Segment Start: INFORMATION

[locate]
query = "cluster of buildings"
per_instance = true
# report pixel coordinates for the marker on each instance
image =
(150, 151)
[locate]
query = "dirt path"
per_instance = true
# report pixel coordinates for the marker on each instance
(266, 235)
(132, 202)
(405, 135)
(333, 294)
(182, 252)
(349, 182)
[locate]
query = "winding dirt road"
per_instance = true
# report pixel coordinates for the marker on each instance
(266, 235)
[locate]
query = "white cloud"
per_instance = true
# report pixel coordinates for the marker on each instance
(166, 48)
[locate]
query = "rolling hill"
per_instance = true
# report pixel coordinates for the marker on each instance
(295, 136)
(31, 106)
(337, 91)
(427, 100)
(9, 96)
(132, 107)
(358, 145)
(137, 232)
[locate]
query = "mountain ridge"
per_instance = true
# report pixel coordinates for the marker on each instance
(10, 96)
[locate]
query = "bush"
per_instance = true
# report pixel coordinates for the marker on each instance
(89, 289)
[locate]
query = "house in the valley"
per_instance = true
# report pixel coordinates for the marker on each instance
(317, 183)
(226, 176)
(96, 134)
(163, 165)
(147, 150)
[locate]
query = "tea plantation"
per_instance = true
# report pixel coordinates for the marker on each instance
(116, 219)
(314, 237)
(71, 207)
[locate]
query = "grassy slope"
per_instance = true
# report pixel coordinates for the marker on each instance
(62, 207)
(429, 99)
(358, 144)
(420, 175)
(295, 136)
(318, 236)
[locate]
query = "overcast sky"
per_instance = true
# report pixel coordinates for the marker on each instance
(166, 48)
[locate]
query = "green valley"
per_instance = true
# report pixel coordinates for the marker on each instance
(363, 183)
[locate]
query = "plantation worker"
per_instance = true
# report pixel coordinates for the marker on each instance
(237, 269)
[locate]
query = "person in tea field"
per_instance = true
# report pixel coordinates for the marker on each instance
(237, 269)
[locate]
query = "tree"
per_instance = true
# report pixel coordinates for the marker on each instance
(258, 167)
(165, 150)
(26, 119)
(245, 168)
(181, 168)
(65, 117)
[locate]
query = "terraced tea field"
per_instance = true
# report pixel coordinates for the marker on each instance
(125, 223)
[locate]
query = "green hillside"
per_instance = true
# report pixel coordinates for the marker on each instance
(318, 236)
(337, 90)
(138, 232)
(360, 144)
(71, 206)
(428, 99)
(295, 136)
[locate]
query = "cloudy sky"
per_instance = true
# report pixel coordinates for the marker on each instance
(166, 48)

Segment End: INFORMATION

ASSIGNED TASK:
Your answer should be each line from the entries that includes the string "valley".

ANSWER:
query = "house in the valley"
query = "green valley"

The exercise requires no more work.